Data provided section start
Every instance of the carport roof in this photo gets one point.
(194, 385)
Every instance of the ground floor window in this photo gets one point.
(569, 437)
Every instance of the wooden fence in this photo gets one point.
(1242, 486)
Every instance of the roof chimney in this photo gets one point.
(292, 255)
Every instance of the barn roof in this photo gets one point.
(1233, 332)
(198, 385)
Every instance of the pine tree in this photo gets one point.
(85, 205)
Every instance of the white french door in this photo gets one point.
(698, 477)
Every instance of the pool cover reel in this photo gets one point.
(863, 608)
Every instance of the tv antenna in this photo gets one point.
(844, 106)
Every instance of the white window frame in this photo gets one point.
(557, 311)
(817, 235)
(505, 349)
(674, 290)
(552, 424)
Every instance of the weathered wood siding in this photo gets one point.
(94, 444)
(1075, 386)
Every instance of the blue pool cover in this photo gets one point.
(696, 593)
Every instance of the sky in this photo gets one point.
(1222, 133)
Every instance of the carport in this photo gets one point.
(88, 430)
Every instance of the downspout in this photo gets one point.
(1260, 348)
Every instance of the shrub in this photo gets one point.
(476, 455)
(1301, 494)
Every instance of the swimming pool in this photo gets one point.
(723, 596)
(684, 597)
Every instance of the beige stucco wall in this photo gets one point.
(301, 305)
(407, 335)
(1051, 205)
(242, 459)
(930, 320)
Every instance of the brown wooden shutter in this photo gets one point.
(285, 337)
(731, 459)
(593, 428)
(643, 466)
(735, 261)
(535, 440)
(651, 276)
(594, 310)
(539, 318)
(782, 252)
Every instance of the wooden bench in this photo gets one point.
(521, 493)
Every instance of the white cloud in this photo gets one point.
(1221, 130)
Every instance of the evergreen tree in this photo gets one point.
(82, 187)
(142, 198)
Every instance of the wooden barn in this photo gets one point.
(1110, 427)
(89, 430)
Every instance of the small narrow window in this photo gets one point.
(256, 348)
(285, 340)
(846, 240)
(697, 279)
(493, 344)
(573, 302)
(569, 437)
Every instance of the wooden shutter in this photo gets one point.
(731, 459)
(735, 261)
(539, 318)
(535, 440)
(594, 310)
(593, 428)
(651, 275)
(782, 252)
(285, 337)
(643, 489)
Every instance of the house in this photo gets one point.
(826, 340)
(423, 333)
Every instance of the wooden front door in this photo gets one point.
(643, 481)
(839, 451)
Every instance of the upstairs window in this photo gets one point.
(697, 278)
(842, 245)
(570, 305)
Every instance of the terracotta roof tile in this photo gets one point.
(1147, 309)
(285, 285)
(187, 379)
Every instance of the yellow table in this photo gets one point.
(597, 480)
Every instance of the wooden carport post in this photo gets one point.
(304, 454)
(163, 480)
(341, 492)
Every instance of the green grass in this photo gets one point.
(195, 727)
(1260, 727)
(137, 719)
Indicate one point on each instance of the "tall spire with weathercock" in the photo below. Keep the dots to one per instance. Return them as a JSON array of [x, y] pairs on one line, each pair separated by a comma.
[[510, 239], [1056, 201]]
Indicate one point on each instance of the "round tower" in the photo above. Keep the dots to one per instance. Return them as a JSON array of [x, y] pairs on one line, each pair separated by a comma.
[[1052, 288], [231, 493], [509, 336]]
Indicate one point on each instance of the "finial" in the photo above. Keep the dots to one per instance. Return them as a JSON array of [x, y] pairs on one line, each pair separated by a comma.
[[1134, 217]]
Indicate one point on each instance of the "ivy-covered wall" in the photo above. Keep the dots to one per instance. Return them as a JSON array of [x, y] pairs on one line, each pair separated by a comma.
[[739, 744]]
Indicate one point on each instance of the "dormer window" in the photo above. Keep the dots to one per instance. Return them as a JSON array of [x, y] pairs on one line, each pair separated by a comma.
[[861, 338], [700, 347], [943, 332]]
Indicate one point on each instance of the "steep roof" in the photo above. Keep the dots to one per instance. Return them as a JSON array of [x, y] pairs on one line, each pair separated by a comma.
Data provided section end
Task item: Please return the records above exactly as they are written.

Solution for this problem:
Every instance of the carport roof in this photo gets one point.
(194, 385)
Every instance of the ground floor window in this photo gets one point.
(569, 437)
Every instance of the wooden fence in this photo gets one point.
(1242, 486)
Every instance of the roof chimney in this photo gets one point.
(292, 255)
Every instance of the barn roof in this photo gets one point.
(1233, 332)
(198, 385)
Every instance of the pine tree in this photo gets one point.
(85, 205)
Every instance of the white french door in this photo gets one point.
(698, 477)
Every instance of the pool cover reel in this photo gets one point.
(863, 608)
Every instance of the tv antenna in this photo gets one point.
(844, 106)
Every instance of the white window frame in this photo gets one point.
(557, 311)
(817, 235)
(505, 349)
(674, 290)
(552, 424)
Every instance of the weathered wood siding in this photo gets one point.
(94, 444)
(1075, 386)
Every instance of the blue pool cover in this photo gets one point.
(696, 593)
Every instance of the sky in this photo gets one point.
(1222, 133)
Every instance of the carport in this photo gets one point.
(88, 430)
Every instance of the downspout in this photo gets one point.
(1260, 348)
Every instance of the shrub in this photo gets one point.
(476, 455)
(1301, 494)
Every instance of the swimming pool in this photo gets one point.
(723, 596)
(684, 597)
Every instance of the beige stucco wall in this photo gets one point.
(301, 305)
(407, 335)
(1051, 205)
(242, 459)
(930, 320)
Every instance of the brown wooden shutter in this photo gets one point.
(285, 337)
(731, 459)
(593, 428)
(643, 466)
(735, 261)
(535, 440)
(651, 276)
(594, 310)
(539, 318)
(782, 252)
Every instance of the wooden bench in this photo gets one point.
(521, 493)
Every instance of the white cloud in this photo gets one point.
(1221, 130)
Every instance of the evergreen tree in this photo gets one point.
(82, 187)
(142, 198)
Every instance of the wooden barn in this photo gets one point.
(1110, 427)
(89, 430)
Every instance of the small narrow window in this photo gets one point.
(256, 348)
(285, 340)
(846, 240)
(697, 279)
(493, 344)
(573, 302)
(569, 437)
Every instance of the wooden shutter in this photo gets one point.
(731, 459)
(735, 261)
(539, 318)
(535, 440)
(594, 310)
(593, 428)
(651, 275)
(782, 252)
(285, 337)
(643, 489)
Every instance of the house in this photo gets one point.
(826, 340)
(423, 333)
Every instance of the wooden front door in this photo gets one point.
(643, 481)
(839, 451)
Every instance of the upstairs window in this photo gets one point.
(697, 278)
(842, 245)
(570, 305)
Every instance of the terracotta roof tile in this photo gets one point.
(1147, 309)
(285, 285)
(187, 379)
Every instance of the yellow table in this photo gets one point.
(597, 480)
Every instance of the wooden carport post in this photo gets one point.
(304, 454)
(163, 480)
(341, 492)
Every instance of the green grass in this photo gets one point.
(195, 727)
(1260, 727)
(137, 719)
Indicate one point on each instance of the "tall spire with weathercock" in the photo below. Keep the dots to one per instance. Return them as a JSON array of [x, y] pairs on one line, each pair separated by a comma.
[[510, 239], [1056, 201]]
Indicate one point on each instance of the "round tower" in the photo above. Keep the dots to one per instance. Return them as a JSON array of [x, y] pairs on one line, each pair separated by a comma.
[[1052, 288], [231, 493], [509, 336]]
Indicate one point on each instance of the "finial" in the photo above. Keep the dots to one per instance. Return them as a JSON array of [x, y] pairs on one line, each pair separated by a comma.
[[1134, 217]]
Indicate one point on each instance of the "ivy-covered wall" in the photo above. Keep the dots to one per instance. Return them as a JSON array of [x, y] pairs on one line, each pair separated by a comma.
[[739, 744]]
Indicate one point on each instance of the "dormer window" in the photo above. Keep the dots to one per instance. Return them as a JSON array of [x, y] pairs on one line, each pair separated by a comma.
[[861, 338], [700, 347], [943, 332]]
Indicate one point on each instance of the "steep roof" in the photo above. Keep the dots to one per instance. Return them as a JSON array of [x, y] pairs on one line, each pair separated by a comma.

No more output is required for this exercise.